What you have to do:
Extract every line below verbatim, keeping the original order.

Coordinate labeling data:
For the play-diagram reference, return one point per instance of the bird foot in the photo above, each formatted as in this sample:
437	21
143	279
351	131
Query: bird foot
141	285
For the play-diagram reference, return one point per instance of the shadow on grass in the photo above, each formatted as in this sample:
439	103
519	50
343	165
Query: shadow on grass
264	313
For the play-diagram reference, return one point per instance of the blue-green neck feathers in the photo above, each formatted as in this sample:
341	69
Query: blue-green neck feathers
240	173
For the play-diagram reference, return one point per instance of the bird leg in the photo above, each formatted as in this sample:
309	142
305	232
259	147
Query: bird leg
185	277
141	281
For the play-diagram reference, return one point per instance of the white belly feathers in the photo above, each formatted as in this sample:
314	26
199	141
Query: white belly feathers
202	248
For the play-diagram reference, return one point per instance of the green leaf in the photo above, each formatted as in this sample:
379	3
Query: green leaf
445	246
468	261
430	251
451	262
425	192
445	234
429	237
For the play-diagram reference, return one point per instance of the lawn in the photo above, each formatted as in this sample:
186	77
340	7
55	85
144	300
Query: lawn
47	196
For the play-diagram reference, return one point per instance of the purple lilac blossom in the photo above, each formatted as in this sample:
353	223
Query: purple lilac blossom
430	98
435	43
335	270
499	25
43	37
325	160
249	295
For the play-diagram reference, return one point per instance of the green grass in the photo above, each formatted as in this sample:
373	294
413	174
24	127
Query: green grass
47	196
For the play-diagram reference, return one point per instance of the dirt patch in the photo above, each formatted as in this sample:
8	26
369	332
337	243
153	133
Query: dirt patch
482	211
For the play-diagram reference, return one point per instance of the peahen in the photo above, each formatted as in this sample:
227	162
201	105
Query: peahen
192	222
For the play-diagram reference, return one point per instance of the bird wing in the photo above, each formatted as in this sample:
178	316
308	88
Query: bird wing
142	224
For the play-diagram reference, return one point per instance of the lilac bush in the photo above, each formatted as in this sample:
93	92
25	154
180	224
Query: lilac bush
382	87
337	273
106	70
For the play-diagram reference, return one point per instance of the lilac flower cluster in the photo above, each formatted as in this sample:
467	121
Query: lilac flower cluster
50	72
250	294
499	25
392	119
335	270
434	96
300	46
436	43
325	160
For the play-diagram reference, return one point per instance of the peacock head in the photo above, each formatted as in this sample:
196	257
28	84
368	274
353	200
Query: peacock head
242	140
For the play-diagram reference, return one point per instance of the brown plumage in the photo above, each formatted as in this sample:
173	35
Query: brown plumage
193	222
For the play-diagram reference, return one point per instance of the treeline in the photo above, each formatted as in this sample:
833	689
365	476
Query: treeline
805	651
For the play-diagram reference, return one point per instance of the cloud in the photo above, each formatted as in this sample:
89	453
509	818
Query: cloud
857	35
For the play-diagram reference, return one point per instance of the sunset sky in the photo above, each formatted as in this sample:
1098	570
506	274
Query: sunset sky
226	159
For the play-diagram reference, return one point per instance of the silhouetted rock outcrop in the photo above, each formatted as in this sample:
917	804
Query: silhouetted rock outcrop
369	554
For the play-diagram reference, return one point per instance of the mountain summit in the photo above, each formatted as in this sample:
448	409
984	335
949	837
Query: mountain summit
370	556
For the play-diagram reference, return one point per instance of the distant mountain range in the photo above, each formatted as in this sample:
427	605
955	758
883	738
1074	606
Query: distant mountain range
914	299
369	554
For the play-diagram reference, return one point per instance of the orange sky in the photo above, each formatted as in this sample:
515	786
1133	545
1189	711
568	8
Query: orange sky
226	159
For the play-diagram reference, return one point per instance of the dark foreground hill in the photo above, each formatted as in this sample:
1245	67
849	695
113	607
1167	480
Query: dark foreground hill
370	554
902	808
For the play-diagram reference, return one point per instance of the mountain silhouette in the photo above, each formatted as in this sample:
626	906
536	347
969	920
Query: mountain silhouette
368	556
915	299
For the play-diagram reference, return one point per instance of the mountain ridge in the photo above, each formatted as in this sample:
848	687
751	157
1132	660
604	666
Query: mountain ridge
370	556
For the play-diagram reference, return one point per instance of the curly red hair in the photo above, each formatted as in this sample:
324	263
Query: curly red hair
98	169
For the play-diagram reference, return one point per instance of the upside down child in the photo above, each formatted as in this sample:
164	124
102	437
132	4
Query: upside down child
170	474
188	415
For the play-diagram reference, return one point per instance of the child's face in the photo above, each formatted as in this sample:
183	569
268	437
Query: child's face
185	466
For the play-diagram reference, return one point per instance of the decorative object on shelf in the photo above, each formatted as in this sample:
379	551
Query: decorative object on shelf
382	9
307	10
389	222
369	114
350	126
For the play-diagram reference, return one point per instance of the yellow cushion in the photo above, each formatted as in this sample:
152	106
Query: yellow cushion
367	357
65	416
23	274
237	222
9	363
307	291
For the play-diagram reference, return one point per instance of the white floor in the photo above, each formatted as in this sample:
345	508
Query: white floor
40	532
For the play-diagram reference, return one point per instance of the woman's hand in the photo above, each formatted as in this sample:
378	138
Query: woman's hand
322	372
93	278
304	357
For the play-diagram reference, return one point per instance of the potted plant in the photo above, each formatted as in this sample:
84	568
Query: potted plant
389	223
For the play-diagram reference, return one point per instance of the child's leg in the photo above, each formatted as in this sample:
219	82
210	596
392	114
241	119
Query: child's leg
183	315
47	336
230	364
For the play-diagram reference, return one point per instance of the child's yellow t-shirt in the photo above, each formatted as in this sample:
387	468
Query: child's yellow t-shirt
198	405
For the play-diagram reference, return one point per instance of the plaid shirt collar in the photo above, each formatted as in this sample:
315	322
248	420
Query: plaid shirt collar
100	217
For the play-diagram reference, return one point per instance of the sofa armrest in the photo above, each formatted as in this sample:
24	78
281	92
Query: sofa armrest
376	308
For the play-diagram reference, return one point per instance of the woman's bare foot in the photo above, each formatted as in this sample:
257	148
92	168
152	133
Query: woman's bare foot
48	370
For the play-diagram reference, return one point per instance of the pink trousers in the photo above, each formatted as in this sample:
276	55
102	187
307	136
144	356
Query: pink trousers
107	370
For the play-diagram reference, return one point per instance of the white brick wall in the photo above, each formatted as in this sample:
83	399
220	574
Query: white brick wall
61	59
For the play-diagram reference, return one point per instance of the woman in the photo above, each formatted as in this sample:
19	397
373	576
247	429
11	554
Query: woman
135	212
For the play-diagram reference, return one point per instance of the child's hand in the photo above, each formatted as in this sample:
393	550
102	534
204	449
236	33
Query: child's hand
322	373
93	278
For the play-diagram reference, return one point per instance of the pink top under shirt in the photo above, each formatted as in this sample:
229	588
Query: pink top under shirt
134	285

Solution to the problem:
For the play-diagram reference, return one point per instance of the bird foot in the photo above, each formatted as in this sample:
437	21
143	279
351	131
Query: bird foot
141	285
For the play-diagram reference, return one point per instance of the shadow on grass in the photo above, each formatted as in this sample:
439	103
519	50
343	165
Query: shadow on grass
264	313
For the play-diagram reference, return one point per instance of the blue-green neck feathers in the photo above, each formatted as in this sample:
341	69
Query: blue-green neck feathers
240	173
For the play-diagram reference, return one point per instance of the bird leg in the photo above, each formatted as in this sample:
309	142
305	232
259	147
Query: bird leg
185	277
141	281
For the play-diagram reference, return one point per instance of the white belly feathers in the photo above, each formatted as in this sample:
314	26
199	141
Query: white belly feathers
202	248
For the play-diagram reference, return one point per instance of the green leaf in the photo above, each formatted as in this sample:
379	3
Query: green leaf
445	246
468	261
430	251
451	262
425	192
445	234
429	237
For the play-diagram reference, return one point per instance of the lawn in the photo above, each formatted as in this sample:
186	77
340	7
55	85
144	300
Query: lawn
47	196
For the play-diagram reference, return one point per instance of the purple lilac blossom in the photo above, each formatted as in this sample:
353	223
Query: purple lilac blossom
430	98
435	43
335	270
499	25
43	37
325	160
249	295
For the play-diagram reference, return one point per instance of the green grass in the photo above, each formatted as in this sample:
373	294
413	174
24	127
Query: green grass
47	196
For the play-diagram reference, return one point per instance of the dirt patch in the photo above, each formatted as in this sample:
8	26
369	332
337	243
153	133
Query: dirt patch
482	211
For the play-diagram reference, return one point per instance of the peahen in the photo above, each formatted as in this sample:
227	162
201	105
Query: peahen
192	222
For the play-diagram reference, return one point per instance of the bird wing in the photo above, each formatted as in this sample:
178	316
308	88
Query: bird wing
142	224
For the play-diagram reference, return one point per instance of the lilac bush in the photo above, each formatted as in this sample:
93	92
25	154
180	224
Query: lilac bush
382	87
337	273
106	70
For the play-diagram reference, return one point per instance of the lilac flower cluster in the photo above, each formatted as in this sample:
467	121
Query: lilac flower cluster
50	72
250	294
499	25
392	119
335	270
434	96
300	46
436	43
325	160
For the play-diagram reference, return one point per instance of the peacock head in the photo above, each formatted as in this sample:
196	257
28	84
368	274
353	200
Query: peacock head
242	140
For the play-diagram reference, return one point per instance of the brown plumage in the photo above, each formatted as in this sample:
173	35
Query: brown plumage
193	222
For the play-diagram reference, return one point per instance of the treeline in the photo above, each formatted as in this sample:
833	689
365	476
Query: treeline
805	651
For the play-diagram reference, return one point per instance of the cloud in the photo above, each formatted as in this sample:
89	453
509	818
Query: cloud
857	35
For the play-diagram reference, return one point per instance of the sunset sky in the photo above, each formatted as in this sample:
1098	570
506	274
Query: sunset sky
226	159
For the play-diagram reference, return one point per instance of the silhouetted rock outcrop in the photo above, each formatted as in this sample:
917	804
Query: silhouetted rock outcrop
369	554
For the play-diagram reference, return one point per instance of the mountain summit in the photo above, each formatted as in this sample:
448	409
984	335
949	837
Query: mountain summit
370	556
For the play-diagram reference, return one point per instance of the distant mountain range in the photo above, each formatted as in this sample:
427	605
955	758
883	738
1074	606
Query: distant mountain range
914	299
369	554
For the play-diagram reference, return one point per instance of the orange sky in the photo above, each formatted as in this sample:
515	786
1133	545
1189	711
568	8
Query: orange sky
226	159
For the play-diagram reference, return one point per instance of the dark foreground hill in the photo above, each formatted as in this sample:
1245	67
849	695
113	607
1167	480
Query: dark foreground hill
370	554
902	808
For the play-diagram reference, return one point per instance of the mountain silhouette in the photo above, each formatted as in this sample:
626	906
536	347
969	920
Query: mountain silhouette
368	556
915	299
For the play-diagram reference, return one point per instance of the mountain ridge in the photo above, each formatted as in this sample:
848	687
751	157
1132	660
604	666
Query: mountain ridge
370	556
For the play-diagram reference, return one point per instance of the curly red hair in the photo above, each formatted as in this sample:
324	263
Query: curly red hair
98	169
For the play-diagram reference, return one point per instance of the upside down child in the photo above, each formatted as in this sample:
164	124
102	437
132	4
Query: upside down child
170	474
188	415
For the play-diagram reference, return one point per instance of the child's face in the photo above, each formatted as in this sample:
183	569
268	437
Query: child's face
185	466
For the play-diagram reference, return one point per instance of the decorative object on shelf in the photo above, each formatted as in this sample:
379	551
Query: decorative object on shelf
382	9
307	10
389	222
369	114
350	126
For the play-diagram reference, return one point per instance of the yellow cushion in the photo above, each formatted as in this sample:
152	106
Query: yellow cushion
367	357
65	416
23	274
237	222
9	363
307	291
For the play-diagram reference, return one point per instance of the white floor in the photo above, each formatted as in this sample:
345	508
Query: white floor
40	532
For the play-diagram reference, return one point per instance of the woman's hand in the photo above, each formatted as in this sample:
378	138
Query: woman's hand
322	372
93	278
304	357
For the play-diagram reference, return one point per instance of the potted plant in the photo above, each formatted as in this sample:
84	568
Query: potted plant
389	223
For the play-diagram reference, return one point per instance of the child's leg in the photo above, each formatted as in this sample:
219	82
210	596
392	114
241	119
Query: child's leg
183	315
47	336
230	364
For the play-diagram reference, return one point per instance of the child's yellow t-shirt in the photo above, each formatted as in this sample:
387	468
Query: child's yellow t-shirt
198	405
For the play-diagram reference, return one point per instance of the plaid shirt collar in the photo above, each formatted as in this sample:
315	322
248	420
Query: plaid shirt collar
100	217
For the play-diagram reference, return one point per instance of the sofa armrest in the photo above, each formatted as in this sample:
24	78
281	92
Query: sofa armrest
376	308
For the play-diagram reference, return one point per instance of the woman's bare foot in the photo above, each formatted as in this sample:
257	148
92	168
152	133
Query: woman's bare foot
48	370
For the play-diagram reference, return one point per instance of the pink trousers in the photo above, each formatted as in this sample:
276	55
102	187
307	136
144	356
Query: pink trousers
107	370
For the play-diagram reference, return one point per instance of the white brick wall in the photo above, each formatted as in this sample:
83	399
220	574
Query: white brick wall
61	59
For the play-diagram reference, return one point per instance of the woman in the photo above, each formatted as in this sample:
19	397
373	576
247	429
11	554
Query: woman
135	212
For the play-diagram reference, return one point per instance of the child's hand in the photo above, each formatted as in this sample:
393	550
102	534
204	449
236	33
Query: child's hand
322	373
93	278
For the play-diagram reference, return one point per instance of the pink top under shirt in the photo above, each formatted as in this sample:
229	588
Query: pink top under shirt
134	285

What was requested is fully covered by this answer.